== GIVEN REQUEST ==
Format the lines from the one containing "trace: **long tail**" through the one containing "M217 65L196 75L188", both included, as a JSON list of strings with one string per line and blank lines omitted.

Outline items
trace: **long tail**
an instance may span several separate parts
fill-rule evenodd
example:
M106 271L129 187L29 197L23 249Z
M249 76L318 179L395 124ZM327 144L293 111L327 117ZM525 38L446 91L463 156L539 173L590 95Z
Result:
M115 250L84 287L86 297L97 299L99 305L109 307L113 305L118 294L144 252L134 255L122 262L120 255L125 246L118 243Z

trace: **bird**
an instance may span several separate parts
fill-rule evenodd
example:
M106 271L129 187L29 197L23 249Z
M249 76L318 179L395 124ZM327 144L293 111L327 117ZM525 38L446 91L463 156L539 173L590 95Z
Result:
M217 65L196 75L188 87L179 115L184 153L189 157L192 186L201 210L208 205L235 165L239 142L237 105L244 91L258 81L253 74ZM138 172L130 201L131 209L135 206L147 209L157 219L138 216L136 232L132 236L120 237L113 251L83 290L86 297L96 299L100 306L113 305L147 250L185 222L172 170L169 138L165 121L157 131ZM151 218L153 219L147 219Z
* * *
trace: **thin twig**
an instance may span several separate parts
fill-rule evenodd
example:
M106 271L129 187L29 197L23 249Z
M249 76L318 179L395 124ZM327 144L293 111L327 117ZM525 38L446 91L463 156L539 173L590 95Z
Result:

== ANSWER BELOW ==
[
  "trace: **long tail**",
  "an instance may span several separate parts",
  "fill-rule evenodd",
  "example:",
  "M106 271L129 187L29 197L23 249Z",
  "M249 76L318 179L395 124ZM327 144L293 111L327 117ZM525 38L446 91L463 156L539 173L590 95Z",
  "Result:",
  "M115 250L84 287L86 297L97 299L99 305L109 307L113 305L118 294L144 252L134 255L122 262L120 255L125 246L118 243Z",
  "trace: **bird**",
  "an instance may span several separate parts",
  "fill-rule evenodd",
  "example:",
  "M106 271L129 187L29 197L23 249Z",
  "M249 76L318 179L395 124ZM327 144L293 111L327 117ZM525 38L446 91L463 156L539 173L590 95Z",
  "Result:",
  "M217 65L196 75L188 87L179 115L184 153L189 157L192 186L201 210L208 205L235 165L239 142L237 105L244 91L258 81L253 74ZM138 172L130 201L131 209L135 206L147 209L157 219L138 216L136 232L132 236L120 237L113 251L83 290L86 297L96 299L100 306L113 305L147 250L185 222L172 170L169 138L165 121L157 131ZM151 218L153 219L147 219Z"
]